[Provided information]
+++

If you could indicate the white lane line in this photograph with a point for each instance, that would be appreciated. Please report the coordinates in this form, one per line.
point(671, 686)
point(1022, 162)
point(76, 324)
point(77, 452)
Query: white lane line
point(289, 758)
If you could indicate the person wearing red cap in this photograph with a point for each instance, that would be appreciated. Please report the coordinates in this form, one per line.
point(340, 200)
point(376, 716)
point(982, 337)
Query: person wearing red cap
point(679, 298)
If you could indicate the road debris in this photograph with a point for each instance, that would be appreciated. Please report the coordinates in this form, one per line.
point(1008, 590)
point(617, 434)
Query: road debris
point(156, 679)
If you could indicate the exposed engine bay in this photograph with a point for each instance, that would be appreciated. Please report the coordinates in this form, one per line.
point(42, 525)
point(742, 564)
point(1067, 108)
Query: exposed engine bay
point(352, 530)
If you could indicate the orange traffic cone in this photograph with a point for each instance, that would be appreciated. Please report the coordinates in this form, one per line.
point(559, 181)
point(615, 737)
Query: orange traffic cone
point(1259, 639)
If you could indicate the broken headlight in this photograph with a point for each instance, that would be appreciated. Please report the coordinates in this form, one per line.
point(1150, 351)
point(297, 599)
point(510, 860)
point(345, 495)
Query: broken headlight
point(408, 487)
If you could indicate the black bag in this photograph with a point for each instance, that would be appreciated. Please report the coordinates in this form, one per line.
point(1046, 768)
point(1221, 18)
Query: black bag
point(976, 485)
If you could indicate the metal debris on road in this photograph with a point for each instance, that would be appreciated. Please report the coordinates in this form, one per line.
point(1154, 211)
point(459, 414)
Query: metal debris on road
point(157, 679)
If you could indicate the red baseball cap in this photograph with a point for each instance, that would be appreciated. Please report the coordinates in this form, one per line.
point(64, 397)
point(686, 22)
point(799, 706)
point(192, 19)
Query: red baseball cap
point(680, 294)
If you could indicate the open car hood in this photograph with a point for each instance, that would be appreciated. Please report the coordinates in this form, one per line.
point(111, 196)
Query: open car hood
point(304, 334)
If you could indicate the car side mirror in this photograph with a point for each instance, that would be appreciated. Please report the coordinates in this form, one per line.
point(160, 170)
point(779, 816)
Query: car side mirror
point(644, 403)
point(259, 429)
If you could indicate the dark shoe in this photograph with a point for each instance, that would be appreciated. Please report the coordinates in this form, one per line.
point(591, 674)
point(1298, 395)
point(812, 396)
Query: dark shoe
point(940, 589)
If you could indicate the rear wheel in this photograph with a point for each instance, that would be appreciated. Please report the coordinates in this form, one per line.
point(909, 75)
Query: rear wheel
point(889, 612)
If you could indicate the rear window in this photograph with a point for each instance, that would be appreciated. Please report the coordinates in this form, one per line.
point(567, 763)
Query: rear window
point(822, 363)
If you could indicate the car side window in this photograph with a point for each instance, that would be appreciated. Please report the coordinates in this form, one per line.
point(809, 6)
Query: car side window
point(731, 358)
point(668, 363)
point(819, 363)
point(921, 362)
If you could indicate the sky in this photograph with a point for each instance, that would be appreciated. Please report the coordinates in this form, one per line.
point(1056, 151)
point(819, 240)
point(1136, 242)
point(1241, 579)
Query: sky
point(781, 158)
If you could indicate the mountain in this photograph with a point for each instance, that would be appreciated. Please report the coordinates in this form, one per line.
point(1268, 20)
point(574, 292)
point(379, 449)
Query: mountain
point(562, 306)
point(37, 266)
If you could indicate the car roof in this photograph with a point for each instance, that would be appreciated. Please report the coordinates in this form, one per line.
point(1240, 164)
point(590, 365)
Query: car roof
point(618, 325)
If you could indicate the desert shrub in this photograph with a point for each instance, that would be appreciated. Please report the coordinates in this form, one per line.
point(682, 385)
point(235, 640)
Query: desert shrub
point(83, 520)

+++

[What to produce]
Would you transcribe the entire listing above without any deviation?

[Response box]
If you could indicate the white lane line in this photograph with a point for each instance, that would be appreciated. Please report the coordinates in this form, one per line.
point(671, 686)
point(1022, 162)
point(76, 324)
point(77, 452)
Query: white lane line
point(289, 758)
If you could indicate the person wearing red cap in this photograph with a point for each instance, that would be appreciated. Please report the coordinates in this form, one per line.
point(340, 200)
point(376, 716)
point(982, 337)
Query: person wearing red cap
point(679, 298)
If you could indicate the road debris in this photograph with a point for each instance, that would be appreciated. Please report the coordinates in this form, one per line.
point(1008, 590)
point(617, 434)
Query: road debris
point(156, 679)
If you could indicate the exposed engine bay in this photograph with a point for each instance, that would be appreciated. Please report the coordinates in this form, one per line.
point(42, 525)
point(742, 564)
point(1067, 108)
Query: exposed engine bay
point(352, 530)
If you could indicate the orange traffic cone in this photograph with a point for each instance, that would be appreciated. Please report the coordinates in this form, one per line.
point(559, 181)
point(615, 737)
Query: orange traffic cone
point(1259, 639)
If you could indicate the broken headlight in this photograph with a point for each instance, that would be appreciated. Please report the coordinates in this form, one per line.
point(1150, 351)
point(297, 599)
point(510, 860)
point(345, 495)
Query: broken headlight
point(408, 487)
If you could indicate the black bag in this photograph with a point for each instance, that would be appreciated. Please report the coordinates in this form, one per line.
point(1046, 768)
point(1221, 18)
Query: black bag
point(976, 485)
If you could indicate the metal debris on road in this photograph with a point for each instance, that would be appreciated. Please report the coordinates in this form, one per line.
point(1154, 211)
point(459, 414)
Query: metal debris on road
point(157, 679)
If you could indicate the red baseball cap in this photograph with a point for each instance, that would be appreciated. Please report the coordinates in this form, one per line.
point(64, 397)
point(686, 22)
point(799, 706)
point(192, 19)
Query: red baseball cap
point(680, 294)
If you could indicate the open car hood in this photograph with a point for each instance, that would be appreciated. Please report the coordinates in this form, one per line.
point(111, 196)
Query: open car hood
point(304, 334)
If you could indicate the car side mirror in this photograph with a point for each instance, that would be appreciated. Please report the coordinates in this form, one per line.
point(160, 170)
point(779, 816)
Query: car side mirror
point(644, 403)
point(259, 429)
If you could indicate the dark shoe in this photograph with a point for each instance, that would be appreciated. Please report the coordinates in this form, one per line.
point(591, 674)
point(1298, 395)
point(812, 396)
Query: dark shoe
point(940, 589)
If you could indicate the rear wheel in this photograph with a point for each instance, that would be appreciated. Please report the coordinates in this form, one per line.
point(909, 75)
Query: rear wheel
point(889, 612)
If you could indicate the rear window in this photograph with a point for each instance, that would be appreciated. Please report the coordinates in this form, one per line.
point(567, 763)
Query: rear window
point(822, 363)
If you could indicate the car side window in this photograph with a point for each instance, that would be appreciated. Please report the coordinates in this form, one per line.
point(809, 6)
Query: car side window
point(731, 358)
point(668, 363)
point(819, 363)
point(921, 362)
If you could indicate the sky in this photograph with a point for each instance, that would be appreciated. Please report the coordinates in this form, one per line.
point(1056, 151)
point(819, 240)
point(1136, 242)
point(1241, 579)
Query: sky
point(781, 158)
If you could indicate the mountain in this photograph with a point for each instance, that would be appreciated. Please report the coordinates in this form, one per line.
point(1268, 20)
point(574, 292)
point(379, 449)
Query: mountain
point(562, 306)
point(37, 266)
If you could indicate the car roof in this photograph with a point for each instance, that would be appreciated. Please report the coordinates in this form, one per line.
point(1240, 164)
point(590, 365)
Query: car roof
point(618, 325)
If you could indicate the desert shrub in this photograph with a point for each instance, that would be appreciated. Please report the coordinates in this form, one per line.
point(682, 385)
point(235, 640)
Query: desert shrub
point(83, 520)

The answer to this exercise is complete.